Die Branche wächst, aber selbst die Größten expandieren nicht immer in allen Regionen. Die Namen mancher Global Player sind in Deutschland fast unbekannt. Quelle: http://www.foodprocessing.com/top100/top-100-2016/

In den vergangenen Jahren fragen Konsumierende verstärkt natürliche Produkte nach. Damit treiben sie die Ernährungsindustrie dazu an, künstliche Zutaten zu ersetzen. Konzerne wie General Mills, Archer Daniels Midland (ADM), Coca-Cola und Unilever haben deshalb Unternehmen aufgekauft, die natürliche Inhaltsstoffe und Aromen produzieren.

Übernahmen im Kaffeemarkt veranschaulichen, dass neben der Generalisierung (mit möglichst breiter Produktpalette) auch die Spezialisierung (in einem einzelnen Marktsegment) ein wichtiger Treiber der Marktkonzentration ist. Die JAB Holding, eine Investitionsgesellschaft der deutschen Milliardärs-Familie Reimann, kontrolliert heute unter anderem die Kaffeemarken Jacobs Douwe Egberts, Caribou und Keurig Green Mountain. Dazu gehören auch Kaffeekapseln und -maschinen. Die Übernahmen von JAB setzen den Marktführer Nestlé unter Druck. Der Marktanteil von Nestlé am globalen Markt für verpackten Kaffee liegt bei knapp 23 Prozent, JAB hat mittlerweile mit etwa 20 Prozent beinahe aufgeschlossen.

Bei Tee kontrollieren drei Konzerne – Unilever (Marke: „Lipton“), der indische Konzern Tata („Tetley“) und Associated British Foods („Twinings“) – rund 80 Prozent des globalen Teehandels. Der Markt für abgepackten Tee ist global noch nicht so konzentriert wie bei Kaffee. In Deutschland kontrollieren ihn zwei Familienunternehmen: Teekanne mit einem Anteil von 35 und die Ostfriesische Tee Gesellschaft mit 25 Prozent.

[Gespeicherte Einträge]
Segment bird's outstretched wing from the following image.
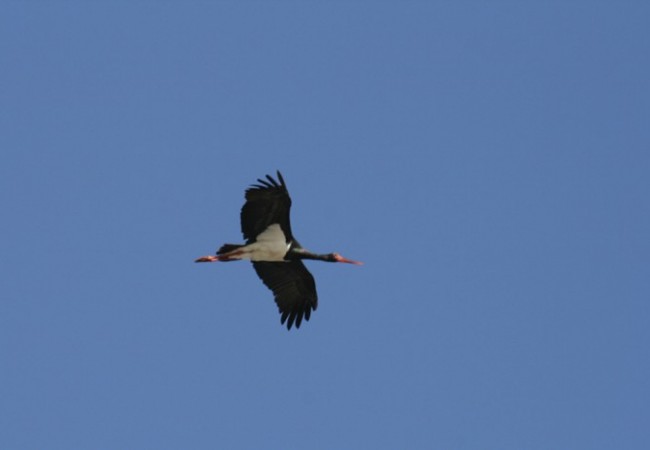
[253,260,318,330]
[240,171,292,243]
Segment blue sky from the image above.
[0,1,650,450]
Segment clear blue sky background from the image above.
[0,1,650,450]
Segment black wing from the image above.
[241,171,293,243]
[253,260,318,330]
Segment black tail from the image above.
[217,244,243,255]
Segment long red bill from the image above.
[334,254,363,266]
[194,255,219,262]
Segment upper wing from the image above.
[241,171,292,242]
[253,260,318,330]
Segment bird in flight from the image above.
[195,171,362,330]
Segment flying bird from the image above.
[195,171,362,330]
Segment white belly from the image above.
[241,223,290,261]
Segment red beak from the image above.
[334,254,363,266]
[194,255,219,262]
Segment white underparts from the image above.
[232,223,290,261]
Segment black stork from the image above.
[196,171,362,330]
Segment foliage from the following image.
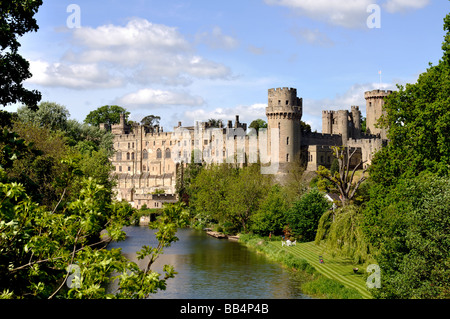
[17,102,70,131]
[370,15,450,186]
[317,147,366,206]
[286,189,331,242]
[251,184,289,236]
[226,164,271,233]
[0,0,42,109]
[249,119,267,131]
[364,173,450,299]
[84,105,130,126]
[188,164,271,233]
[141,115,161,130]
[315,205,372,263]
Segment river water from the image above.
[109,226,308,299]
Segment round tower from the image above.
[364,90,392,139]
[266,88,303,168]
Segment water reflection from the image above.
[109,227,308,299]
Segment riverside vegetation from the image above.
[0,1,450,299]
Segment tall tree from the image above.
[0,0,42,109]
[141,115,161,130]
[370,15,450,186]
[317,146,367,206]
[84,105,130,126]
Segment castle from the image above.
[107,88,392,208]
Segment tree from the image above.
[251,184,289,236]
[207,119,223,127]
[0,0,42,109]
[317,146,367,206]
[369,15,450,186]
[141,115,161,130]
[364,172,450,299]
[84,105,130,126]
[226,164,272,233]
[17,102,70,131]
[249,119,267,132]
[286,189,331,242]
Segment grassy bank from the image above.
[239,235,371,299]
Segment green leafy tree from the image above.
[84,105,130,126]
[364,172,450,299]
[370,15,450,186]
[317,146,367,206]
[286,189,331,242]
[0,0,42,109]
[249,119,267,131]
[251,184,289,236]
[141,115,161,130]
[17,102,70,131]
[226,164,272,233]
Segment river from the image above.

Deine Aufgaben
[A] Welchen Anteil am globalen Markt für verpackten Kaffee hat Nestlé laut dem Text zur Ernährungsindustrie?
[B] Schreibe aus dem Text zur Ernährungsindustrie alles von „Übernahmen im Kaffeemarkt“ bis einschließlich „Prozent beinahe aufgeschlossen.“ ab.

Lösungen je Aufgabe
[A] Knapp 23 Prozent.

[B]
Übernahmen im Kaffeemarkt veranschaulichen, dass neben der Generalisierung (mit möglichst breiter Produktpalette) auch die Spezialisierung (in einem einzelnen Marktsegment) ein wichtiger Treiber der Marktkonzentration ist. Die JAB Holding, eine Investitionsgesellschaft der deutschen Milliardärs-Familie Reimann, kontrolliert heute unter anderem die Kaffeemarken Jacobs Douwe Egberts, Caribou und Keurig Green Mountain. Dazu gehören auch Kaffeekapseln und -maschinen. Die Übernahmen von JAB setzen den Marktführer Nestlé unter Druck. Der Marktanteil von Nestlé am globalen Markt für verpackten Kaffee liegt bei knapp 23 Prozent, JAB hat mittlerweile mit etwa 20 Prozent beinahe aufgeschlossen.